§ **本文の部分**
--------------------------------

数学の教師、スティーブンは僕を教卓に立たせ自己紹介をさせる。ひと通りの自己紹介を終えると、彼に誘導されるまま教室の一番後ろの席に座った。黒板にチョークで書かれた走り書きの文字。何とも言えない懐かしい想いがジーンと立ち込めてくる。そんな懐かしさに浸っていると
 
「お前、ノート取らねーのかよ!」
隣に座っている生意気そうな高校生が僕に忠告する。
 
“急に連れて来られたものだから、ノートを持ってない。”
と答えると、彼はワラ半紙混じりの粗悪なノートを一枚破り、ペンと一緒に僕に突き出した。
 
生徒は皆、真剣そのもの。スティーブン先生の説明を釘入るように聞いている。スティーブンはスティーブンで昨晩の彼とは全く違った威厳ある態度で真剣に生徒たちと向き合っている。

--------------------------------

§ **記録データ**
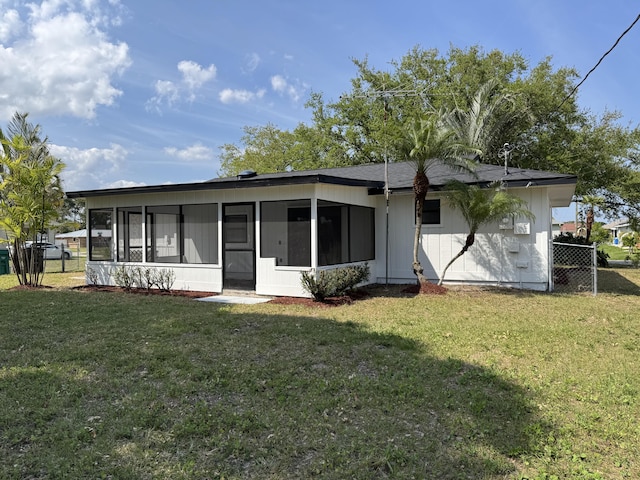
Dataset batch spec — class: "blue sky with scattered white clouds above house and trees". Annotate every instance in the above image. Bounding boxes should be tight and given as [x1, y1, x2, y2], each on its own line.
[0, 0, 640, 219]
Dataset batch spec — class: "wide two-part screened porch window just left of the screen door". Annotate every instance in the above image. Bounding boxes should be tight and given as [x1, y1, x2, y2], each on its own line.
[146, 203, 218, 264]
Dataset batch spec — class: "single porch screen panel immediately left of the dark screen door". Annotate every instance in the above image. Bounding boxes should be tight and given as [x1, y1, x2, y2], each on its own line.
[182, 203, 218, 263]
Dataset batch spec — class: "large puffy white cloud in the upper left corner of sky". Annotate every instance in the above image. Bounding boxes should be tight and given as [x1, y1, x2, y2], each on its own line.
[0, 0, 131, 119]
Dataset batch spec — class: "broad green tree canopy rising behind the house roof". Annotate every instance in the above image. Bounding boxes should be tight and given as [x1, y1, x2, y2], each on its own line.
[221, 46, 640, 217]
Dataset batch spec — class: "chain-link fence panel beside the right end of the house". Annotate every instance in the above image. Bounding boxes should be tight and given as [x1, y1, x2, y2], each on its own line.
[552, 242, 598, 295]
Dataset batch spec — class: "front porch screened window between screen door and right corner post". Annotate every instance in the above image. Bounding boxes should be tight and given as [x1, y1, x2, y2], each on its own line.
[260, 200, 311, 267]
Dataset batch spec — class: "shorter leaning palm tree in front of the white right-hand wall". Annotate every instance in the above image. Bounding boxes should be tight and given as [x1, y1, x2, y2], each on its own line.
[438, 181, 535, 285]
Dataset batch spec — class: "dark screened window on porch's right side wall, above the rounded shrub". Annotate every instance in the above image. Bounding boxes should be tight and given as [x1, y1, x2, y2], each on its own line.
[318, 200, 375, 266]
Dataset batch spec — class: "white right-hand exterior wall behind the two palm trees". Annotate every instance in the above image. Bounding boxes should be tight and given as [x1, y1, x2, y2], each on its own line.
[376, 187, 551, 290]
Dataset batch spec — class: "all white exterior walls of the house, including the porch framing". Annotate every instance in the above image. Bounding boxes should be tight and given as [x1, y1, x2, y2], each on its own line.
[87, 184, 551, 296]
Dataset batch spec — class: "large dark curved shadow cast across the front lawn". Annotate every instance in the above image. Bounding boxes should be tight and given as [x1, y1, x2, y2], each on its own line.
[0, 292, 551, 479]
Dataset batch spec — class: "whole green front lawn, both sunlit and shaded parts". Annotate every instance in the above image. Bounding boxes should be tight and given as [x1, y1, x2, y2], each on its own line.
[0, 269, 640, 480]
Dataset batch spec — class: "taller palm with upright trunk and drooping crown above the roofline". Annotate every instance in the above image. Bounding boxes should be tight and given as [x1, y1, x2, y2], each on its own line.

--------------------------------

§ **課題のねらい**
上の本文のうち、「数学の教師、スティーブンは僕」を含む語句で始まり「隣に座っている生意気そうな高校生が僕に忠告する。」で終わる部分を、一字も変えずに書き写して返すこと。

§ **問題の解答**
数学の教師、スティーブンは僕を教卓に立たせ自己紹介をさせる。ひと通りの自己紹介を終えると、彼に誘導されるまま教室の一番後ろの席に座った。黒板にチョークで書かれた走り書きの文字。何とも言えない懐かしい想いがジーンと立ち込めてくる。そんな懐かしさに浸っていると
 
「お前、ノート取らねーのかよ!」
隣に座っている生意気そうな高校生が僕に忠告する。